→ **Excerpted text**:
• Dave McGuire

The Pre-Covid Amphitheater Talk

The Clarksvillian

An acquaintance was in town with former classmates considering a business proposal in Montgomery County. In the age of social distancing, and wellness associated with being outdoors, an outdoor amphitheater was an interesting discussion topic and potential addition to Clarksville.

Our outlying areas of the city provide quick expansive views of open spaces. Take a ride along I-24 from Exit 11 to the Kentucky state line and it’s unmistakable to notice prime locations ready for the taking. How convenient would it be for a 30 acre outdoor venue to attract visitors from all of Middle Tennessee and Southern Kentucky? The private business community's financial benefits would be plentiful as they ranged from tourists visiting hotels, restaurants, shops, etc. The government's tax revenue, a key aspect, would also benefit from a Montgomery County facility opposed to a metro area Kentucky based venue.

Identifying the potential of Clarksville’s first true outdoor venue falls directly in alignment with the growth plans for the city – and helping in the the very real struggle of brain drain every community faces. The outdoor venue would capture a great opportunity at providing a place for regional community organizations and not-for-profits to organize and showcase different types of events. Although the financial benefits are important to the county’s interest, it’s also the quality-of-life and social aspect which carry a slightly less than equal weight. We only need to look at similar regional attractions and their successes:

In Nashville, the downtown Ascend Amphitheater hosts popular artists. There’s also Carl Black Chevy Woods Amphitheater at Fontanel, also in Nashville.

Travel further south and you'll find a new amphitheater at Dolan's Farm. Williamson County's Farm at Dolan's Creek estimates their main stage area seats about 7,500 people.. A very similar footprint for an amphitheater in the Greater Clarksville Area.

Each of these projects have been significant additions to their local business neighbors as well as other nearby communities. How did they each get to this point of being effective so quickly? The failed model of Starwood Amphitheater helped Nashvillians learn from prior mistakes surrounding the operation of larger outdoor venues. The Starwood music venue was very similar in size to the others shown above (approximately 30 acres) and that parameter helped to build a functional model. In time, it was discovered a core issue at Starwood was the bottleneck of traffic to arrive and exit the venue. Its failing was never about the regional interest or non support for the events. The struggle was found as an internal operational workflow.

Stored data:
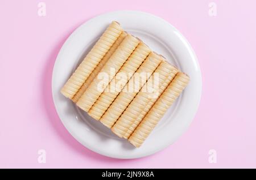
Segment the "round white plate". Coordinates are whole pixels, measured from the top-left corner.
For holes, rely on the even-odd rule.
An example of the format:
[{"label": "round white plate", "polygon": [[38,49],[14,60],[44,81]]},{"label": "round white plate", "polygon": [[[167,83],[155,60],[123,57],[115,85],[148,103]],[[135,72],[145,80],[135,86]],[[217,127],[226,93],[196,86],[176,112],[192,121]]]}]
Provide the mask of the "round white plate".
[{"label": "round white plate", "polygon": [[[113,20],[138,36],[191,78],[189,84],[139,148],[121,139],[90,118],[60,91],[72,72]],[[52,95],[60,119],[71,135],[101,155],[134,158],[152,155],[173,143],[188,127],[197,111],[201,91],[201,72],[188,42],[169,23],[150,14],[120,11],[105,14],[79,27],[65,42],[54,66]]]}]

→ **Task to carry out**: Reproduce the passage of the amphitheater article above from "Our outlying areas" to "Kentucky based venue.", word for word.

→ **Solution for this problem**:
Our outlying areas of the city provide quick expansive views of open spaces. Take a ride along I-24 from Exit 11 to the Kentucky state line and it’s unmistakable to notice prime locations ready for the taking. How convenient would it be for a 30 acre outdoor venue to attract visitors from all of Middle Tennessee and Southern Kentucky? The private business community's financial benefits would be plentiful as they ranged from tourists visiting hotels, restaurants, shops, etc. The government's tax revenue, a key aspect, would also benefit from a Montgomery County facility opposed to a metro area Kentucky based venue.